--- Extracted text ---

In March, I stood on stage at MotorCity Casino’s Sound Board in Detroit to accept a 2025 Make It in Michigan Impact Award from the Michigan Economic Development Corporation (MEDC) at their Annual Leadership Summit.
It was a proud moment—not just for our organization, but for the members, investors, and partners across Southwest Michigan who have aligned behind a regional economic development strategy that is starting to show real results.
A New Kind of Recognition
The MEDC created the Make It in Michigan Awards this year to spotlight organizations advancing the state’s economic development strategy across three pillars: People, Places, and Projects. Six organizations were selected statewide through a competitive review weighing innovation, regional impact, multi-partner collaboration, and alignment with Michigan’s long-term growth priorities.
The Regional Chamber was one of just two organizations honored under the “People” pillar—recognized for confronting what has quietly become Michigan’s defining economic challenge: population stagnation.
People
Several years ago, the Regional Chamber made a deliberate choice to treat population growth as the central organizing principle of our economic development work. It was an unorthodox position at the time. Most economic development organizations treated population as a downstream effect of business attraction—land the employer, and the people would follow. We argued the opposite: in today’s economy, people come first, and investment follows them.
The clearest expression of that conviction is Discover Southwest Michigan, our regional talent attraction initiative. Discover treats population growth the way the state treats business attraction: as a pipeline that requires marketing, incentives, and coordinated partners to close the deal. Through targeted outreach, relocation support, and direct connections to employers, it gives people outside our region a clear pathway into Berrien, Cass, and Van Buren counties.

--- Data listing ---

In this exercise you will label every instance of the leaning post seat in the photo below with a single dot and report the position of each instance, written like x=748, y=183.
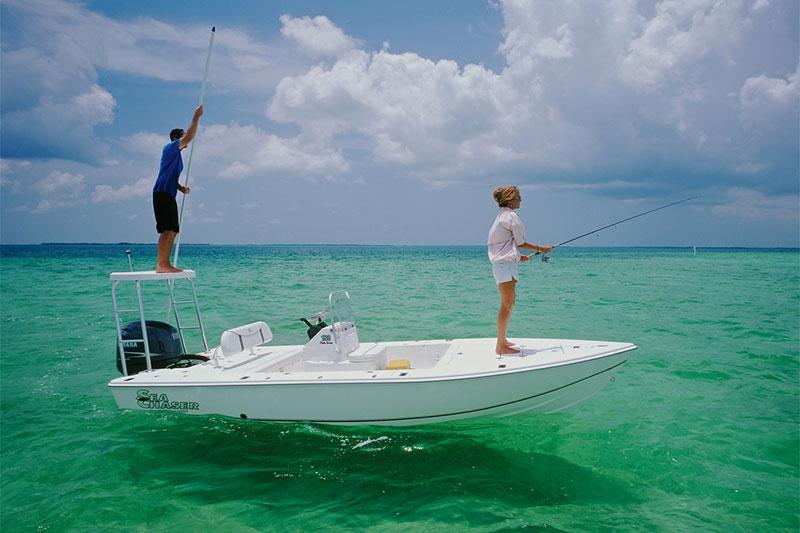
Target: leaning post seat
x=245, y=337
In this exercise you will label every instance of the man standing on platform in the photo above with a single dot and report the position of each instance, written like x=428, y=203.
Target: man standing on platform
x=166, y=189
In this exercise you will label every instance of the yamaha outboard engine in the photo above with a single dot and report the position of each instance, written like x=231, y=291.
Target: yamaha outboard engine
x=315, y=328
x=164, y=342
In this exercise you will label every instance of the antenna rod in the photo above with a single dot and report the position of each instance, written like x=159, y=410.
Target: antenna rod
x=621, y=221
x=194, y=141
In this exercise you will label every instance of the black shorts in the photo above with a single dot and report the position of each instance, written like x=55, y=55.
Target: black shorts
x=166, y=209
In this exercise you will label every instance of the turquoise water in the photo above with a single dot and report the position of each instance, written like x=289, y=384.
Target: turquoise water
x=700, y=429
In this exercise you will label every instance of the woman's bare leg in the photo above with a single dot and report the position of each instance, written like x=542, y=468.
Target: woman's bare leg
x=507, y=298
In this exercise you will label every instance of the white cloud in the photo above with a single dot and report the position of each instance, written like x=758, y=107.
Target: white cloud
x=317, y=36
x=750, y=204
x=601, y=89
x=762, y=96
x=245, y=151
x=679, y=36
x=103, y=194
x=146, y=143
x=58, y=189
x=61, y=187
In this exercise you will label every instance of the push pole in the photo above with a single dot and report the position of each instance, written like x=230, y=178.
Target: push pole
x=191, y=150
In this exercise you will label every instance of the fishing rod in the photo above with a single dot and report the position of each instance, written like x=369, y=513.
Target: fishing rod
x=189, y=163
x=546, y=258
x=194, y=142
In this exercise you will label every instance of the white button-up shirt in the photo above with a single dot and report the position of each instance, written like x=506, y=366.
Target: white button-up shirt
x=507, y=232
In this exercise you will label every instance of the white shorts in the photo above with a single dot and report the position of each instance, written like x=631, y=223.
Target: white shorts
x=505, y=271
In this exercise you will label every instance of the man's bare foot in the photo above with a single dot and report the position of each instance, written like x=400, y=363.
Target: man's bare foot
x=169, y=269
x=506, y=350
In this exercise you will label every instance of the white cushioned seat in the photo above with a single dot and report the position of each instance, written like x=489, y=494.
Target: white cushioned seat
x=245, y=337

---

> _Stated problem 1_: In the award article, under which pillar was the Regional Chamber honored?
> _Stated problem 2_: Carry on the award article from where it stops.
The rows stand apart from the award article as separate material.

> _Final answer 1_: The "People" pillar.

> _Final answer 2_:
Michigan’s Population Growth Office selected Discover as a pilot for the Make MI Home Grant Program, and the response exceeded every expectation.
“The Southwest Michigan Regional Chamber has worked diligently through the Make MI Home grant to ramp up their population growth initiative, Discover Southwest Michigan,” said MEDC CEO Quentin L. Messer, Jr. “The response to this program was so successful that it was oversubscribed, fielding 1,175 applicants since its launch in May. We applaud their creativity and resilience, and we look forward to celebrating the continued success of the People, Places, and Projects in Southwest Michigan and beyond for years to come.”
The success of this program confirms what we have long believed: people are open to making Southwest Michigan their home. The pathway just has to be clear, coordinated, and compelling.
Places
But a pathway is only as valuable as the destination it leads to. The second half of our strategy—and the second of the state’s pillars—is building a place that people want to call home.
That work begins at the community level. Rather than chase the single big project, we reoriented our approach around locally led, place-based economic development—the kind that invests in main streets, supports small and mid-sized businesses, and confronts the real barriers to livability in any region: the cost and availability of housing, the childcare gap that sidelines working parents, and the quality-of-life investments that decide whether a community feels worth staying in.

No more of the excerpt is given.